What to work on:
Which lines in the items below contain the string "short"? List each one in full, and treat uppercase and lowercase letters as different.

>> BEGIN

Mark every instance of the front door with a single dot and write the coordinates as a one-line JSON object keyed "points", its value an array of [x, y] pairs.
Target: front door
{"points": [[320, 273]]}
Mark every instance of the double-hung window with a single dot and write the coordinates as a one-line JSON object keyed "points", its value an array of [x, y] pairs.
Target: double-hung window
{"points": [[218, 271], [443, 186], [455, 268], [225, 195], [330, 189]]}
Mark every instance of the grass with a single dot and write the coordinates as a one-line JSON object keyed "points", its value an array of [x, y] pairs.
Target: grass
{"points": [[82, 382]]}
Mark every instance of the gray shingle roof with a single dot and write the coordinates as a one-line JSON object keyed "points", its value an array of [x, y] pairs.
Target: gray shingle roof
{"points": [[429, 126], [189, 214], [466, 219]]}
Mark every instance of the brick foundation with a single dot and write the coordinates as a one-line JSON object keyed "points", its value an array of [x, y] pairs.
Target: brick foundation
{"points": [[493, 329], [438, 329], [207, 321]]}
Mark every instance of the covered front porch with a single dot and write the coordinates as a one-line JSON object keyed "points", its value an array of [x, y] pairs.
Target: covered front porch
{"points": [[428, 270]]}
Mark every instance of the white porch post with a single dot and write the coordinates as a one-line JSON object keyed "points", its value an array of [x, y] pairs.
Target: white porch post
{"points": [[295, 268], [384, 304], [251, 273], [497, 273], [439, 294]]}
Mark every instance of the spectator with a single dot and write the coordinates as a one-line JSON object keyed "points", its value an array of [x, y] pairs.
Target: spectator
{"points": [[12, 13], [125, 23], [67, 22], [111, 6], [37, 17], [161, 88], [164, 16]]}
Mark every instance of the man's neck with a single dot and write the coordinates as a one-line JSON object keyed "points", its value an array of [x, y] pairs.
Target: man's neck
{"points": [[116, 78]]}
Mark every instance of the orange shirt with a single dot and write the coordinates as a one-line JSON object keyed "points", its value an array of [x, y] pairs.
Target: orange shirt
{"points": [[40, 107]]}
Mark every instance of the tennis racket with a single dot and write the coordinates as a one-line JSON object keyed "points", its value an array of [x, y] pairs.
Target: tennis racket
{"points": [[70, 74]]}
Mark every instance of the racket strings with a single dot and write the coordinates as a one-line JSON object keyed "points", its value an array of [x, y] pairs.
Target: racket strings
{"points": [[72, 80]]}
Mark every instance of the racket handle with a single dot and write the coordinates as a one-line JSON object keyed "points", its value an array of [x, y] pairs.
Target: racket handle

>> END
>> BEGIN

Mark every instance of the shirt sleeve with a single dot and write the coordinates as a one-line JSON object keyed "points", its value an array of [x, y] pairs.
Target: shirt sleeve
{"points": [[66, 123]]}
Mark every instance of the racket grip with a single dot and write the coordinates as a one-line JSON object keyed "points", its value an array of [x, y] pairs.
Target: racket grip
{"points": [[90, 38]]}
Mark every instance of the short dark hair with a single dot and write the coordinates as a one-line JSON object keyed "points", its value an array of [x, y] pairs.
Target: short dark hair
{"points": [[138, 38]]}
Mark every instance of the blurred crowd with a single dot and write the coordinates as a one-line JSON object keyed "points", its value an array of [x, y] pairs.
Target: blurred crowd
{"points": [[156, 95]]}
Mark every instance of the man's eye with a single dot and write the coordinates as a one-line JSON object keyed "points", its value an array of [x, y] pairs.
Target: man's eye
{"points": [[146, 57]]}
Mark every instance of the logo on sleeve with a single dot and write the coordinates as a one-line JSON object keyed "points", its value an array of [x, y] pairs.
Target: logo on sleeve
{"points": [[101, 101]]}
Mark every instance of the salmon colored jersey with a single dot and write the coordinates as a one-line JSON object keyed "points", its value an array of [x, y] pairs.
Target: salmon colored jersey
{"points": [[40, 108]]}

>> END
>> BEGIN

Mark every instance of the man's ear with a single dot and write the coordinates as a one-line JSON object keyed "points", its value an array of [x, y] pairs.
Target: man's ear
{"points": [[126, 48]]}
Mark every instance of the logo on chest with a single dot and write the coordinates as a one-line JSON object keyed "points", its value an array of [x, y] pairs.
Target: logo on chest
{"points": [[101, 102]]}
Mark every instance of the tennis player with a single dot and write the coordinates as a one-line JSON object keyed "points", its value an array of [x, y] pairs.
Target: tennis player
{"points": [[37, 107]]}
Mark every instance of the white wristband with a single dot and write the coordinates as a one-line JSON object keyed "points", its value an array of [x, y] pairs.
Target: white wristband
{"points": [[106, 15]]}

>> END

Written solution:
Mark every instance of the short dark hair with a single dot and write the coordinates as a one-line JSON object keyed "points", its value an array of [x, y] pairs.
Target: short dark hair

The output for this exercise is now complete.